Request
Extract each line of the dataset records below that contains the word "canopy", matching case exactly.

(Dataset records)
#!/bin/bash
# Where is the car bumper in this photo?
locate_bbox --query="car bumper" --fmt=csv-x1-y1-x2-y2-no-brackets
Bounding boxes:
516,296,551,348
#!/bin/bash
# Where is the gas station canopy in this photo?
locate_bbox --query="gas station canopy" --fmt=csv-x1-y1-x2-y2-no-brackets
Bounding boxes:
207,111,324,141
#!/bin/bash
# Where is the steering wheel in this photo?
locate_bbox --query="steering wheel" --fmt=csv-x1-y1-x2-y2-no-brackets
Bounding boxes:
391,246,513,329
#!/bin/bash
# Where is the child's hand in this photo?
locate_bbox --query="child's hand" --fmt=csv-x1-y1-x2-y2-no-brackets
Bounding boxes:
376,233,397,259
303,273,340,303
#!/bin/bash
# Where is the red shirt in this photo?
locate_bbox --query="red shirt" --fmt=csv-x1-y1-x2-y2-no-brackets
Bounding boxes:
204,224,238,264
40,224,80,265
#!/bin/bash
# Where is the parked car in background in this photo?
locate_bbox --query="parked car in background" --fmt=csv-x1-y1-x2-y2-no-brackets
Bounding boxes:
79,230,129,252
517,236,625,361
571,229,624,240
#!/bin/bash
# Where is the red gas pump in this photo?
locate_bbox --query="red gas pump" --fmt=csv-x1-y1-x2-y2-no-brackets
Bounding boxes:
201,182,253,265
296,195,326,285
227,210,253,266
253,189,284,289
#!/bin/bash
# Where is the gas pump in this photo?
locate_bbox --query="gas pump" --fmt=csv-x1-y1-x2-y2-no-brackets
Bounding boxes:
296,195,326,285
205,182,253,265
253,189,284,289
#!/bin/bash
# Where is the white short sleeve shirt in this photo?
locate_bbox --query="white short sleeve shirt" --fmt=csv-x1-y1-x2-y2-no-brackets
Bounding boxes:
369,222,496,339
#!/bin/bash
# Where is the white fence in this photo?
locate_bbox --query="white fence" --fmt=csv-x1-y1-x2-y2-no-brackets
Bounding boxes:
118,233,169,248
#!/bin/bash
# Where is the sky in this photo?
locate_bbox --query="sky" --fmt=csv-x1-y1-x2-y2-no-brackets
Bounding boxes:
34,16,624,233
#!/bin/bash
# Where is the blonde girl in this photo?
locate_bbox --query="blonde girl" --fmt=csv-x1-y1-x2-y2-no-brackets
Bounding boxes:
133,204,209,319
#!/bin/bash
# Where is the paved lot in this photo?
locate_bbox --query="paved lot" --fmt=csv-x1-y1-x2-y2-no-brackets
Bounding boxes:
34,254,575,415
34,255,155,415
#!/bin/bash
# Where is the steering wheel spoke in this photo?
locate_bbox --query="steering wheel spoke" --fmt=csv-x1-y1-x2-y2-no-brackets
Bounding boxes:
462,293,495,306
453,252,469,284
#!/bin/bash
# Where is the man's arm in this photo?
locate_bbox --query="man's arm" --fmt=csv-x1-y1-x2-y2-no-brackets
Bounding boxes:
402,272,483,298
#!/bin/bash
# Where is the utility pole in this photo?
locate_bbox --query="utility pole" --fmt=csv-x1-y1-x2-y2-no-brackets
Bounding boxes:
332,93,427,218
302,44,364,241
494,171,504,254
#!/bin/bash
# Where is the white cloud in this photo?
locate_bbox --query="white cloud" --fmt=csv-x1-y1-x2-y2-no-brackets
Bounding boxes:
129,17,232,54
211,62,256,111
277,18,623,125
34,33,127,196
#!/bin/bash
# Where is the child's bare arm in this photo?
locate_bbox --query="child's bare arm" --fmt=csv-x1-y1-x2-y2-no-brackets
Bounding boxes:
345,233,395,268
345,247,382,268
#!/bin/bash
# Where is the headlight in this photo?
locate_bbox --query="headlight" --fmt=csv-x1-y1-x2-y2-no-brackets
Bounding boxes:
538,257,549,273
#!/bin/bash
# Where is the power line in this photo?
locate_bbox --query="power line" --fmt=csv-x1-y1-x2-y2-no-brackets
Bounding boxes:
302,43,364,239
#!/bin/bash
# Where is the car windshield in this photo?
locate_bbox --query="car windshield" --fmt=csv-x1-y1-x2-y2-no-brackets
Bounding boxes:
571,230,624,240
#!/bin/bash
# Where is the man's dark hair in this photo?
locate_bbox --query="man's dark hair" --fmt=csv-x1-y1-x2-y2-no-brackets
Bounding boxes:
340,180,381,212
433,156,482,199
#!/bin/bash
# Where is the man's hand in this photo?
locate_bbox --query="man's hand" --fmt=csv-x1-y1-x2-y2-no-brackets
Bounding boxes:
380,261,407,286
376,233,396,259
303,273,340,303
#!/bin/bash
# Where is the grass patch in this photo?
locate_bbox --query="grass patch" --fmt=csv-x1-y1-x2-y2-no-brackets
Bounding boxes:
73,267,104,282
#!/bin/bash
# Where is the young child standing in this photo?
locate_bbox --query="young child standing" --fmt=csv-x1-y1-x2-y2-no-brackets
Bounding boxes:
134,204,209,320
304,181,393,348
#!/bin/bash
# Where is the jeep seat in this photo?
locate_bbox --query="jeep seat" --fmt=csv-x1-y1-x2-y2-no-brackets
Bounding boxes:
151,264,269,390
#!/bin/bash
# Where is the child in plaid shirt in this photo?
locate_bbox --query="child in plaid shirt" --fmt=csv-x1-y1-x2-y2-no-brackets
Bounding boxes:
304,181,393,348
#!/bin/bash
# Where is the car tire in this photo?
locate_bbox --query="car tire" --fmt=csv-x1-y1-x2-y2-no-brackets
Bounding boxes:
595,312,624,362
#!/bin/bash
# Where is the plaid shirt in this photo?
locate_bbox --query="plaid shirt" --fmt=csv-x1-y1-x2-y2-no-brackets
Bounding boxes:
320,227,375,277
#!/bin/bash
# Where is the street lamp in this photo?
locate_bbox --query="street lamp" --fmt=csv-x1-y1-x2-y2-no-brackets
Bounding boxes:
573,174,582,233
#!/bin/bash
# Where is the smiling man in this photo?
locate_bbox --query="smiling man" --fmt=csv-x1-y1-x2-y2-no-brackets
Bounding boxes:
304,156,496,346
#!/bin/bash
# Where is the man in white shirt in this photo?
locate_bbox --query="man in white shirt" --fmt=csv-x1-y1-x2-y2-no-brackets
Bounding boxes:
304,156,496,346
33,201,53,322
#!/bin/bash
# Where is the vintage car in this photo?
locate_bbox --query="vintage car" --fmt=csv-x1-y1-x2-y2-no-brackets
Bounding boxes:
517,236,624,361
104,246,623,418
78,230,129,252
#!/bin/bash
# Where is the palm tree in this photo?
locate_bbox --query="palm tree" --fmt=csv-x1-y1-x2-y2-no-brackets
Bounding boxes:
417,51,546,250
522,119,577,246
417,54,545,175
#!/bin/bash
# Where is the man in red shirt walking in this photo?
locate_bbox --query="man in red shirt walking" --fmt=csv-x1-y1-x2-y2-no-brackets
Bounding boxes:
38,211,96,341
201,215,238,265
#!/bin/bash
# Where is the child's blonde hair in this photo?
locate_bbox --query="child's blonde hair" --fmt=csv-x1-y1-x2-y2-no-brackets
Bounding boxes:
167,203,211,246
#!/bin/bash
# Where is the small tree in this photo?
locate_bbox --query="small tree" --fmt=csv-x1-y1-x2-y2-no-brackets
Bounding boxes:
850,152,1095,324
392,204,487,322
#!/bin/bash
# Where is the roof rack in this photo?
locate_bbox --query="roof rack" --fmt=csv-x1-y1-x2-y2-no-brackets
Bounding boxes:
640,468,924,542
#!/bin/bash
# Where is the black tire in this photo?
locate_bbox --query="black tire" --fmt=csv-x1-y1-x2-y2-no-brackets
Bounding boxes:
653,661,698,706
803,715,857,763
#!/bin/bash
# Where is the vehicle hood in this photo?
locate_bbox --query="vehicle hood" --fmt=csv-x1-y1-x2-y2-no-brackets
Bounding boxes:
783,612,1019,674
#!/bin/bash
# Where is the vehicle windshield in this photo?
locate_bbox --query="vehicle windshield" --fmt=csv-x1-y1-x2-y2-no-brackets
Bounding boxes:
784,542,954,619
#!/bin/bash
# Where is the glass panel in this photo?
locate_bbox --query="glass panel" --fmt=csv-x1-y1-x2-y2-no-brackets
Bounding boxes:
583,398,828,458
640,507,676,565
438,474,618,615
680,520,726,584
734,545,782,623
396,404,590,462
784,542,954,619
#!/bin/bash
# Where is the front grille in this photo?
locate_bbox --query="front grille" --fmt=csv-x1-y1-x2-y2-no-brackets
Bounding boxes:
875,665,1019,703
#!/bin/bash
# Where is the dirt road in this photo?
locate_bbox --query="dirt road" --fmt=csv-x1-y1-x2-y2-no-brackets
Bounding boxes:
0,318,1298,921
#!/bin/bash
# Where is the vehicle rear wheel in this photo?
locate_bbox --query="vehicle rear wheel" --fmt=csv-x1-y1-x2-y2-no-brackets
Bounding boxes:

Correct result
# Where is the gas station canopy in this photo?
locate_bbox --query="gas station canopy" --fmt=csv-x1-y1-x2-y2-no-brackets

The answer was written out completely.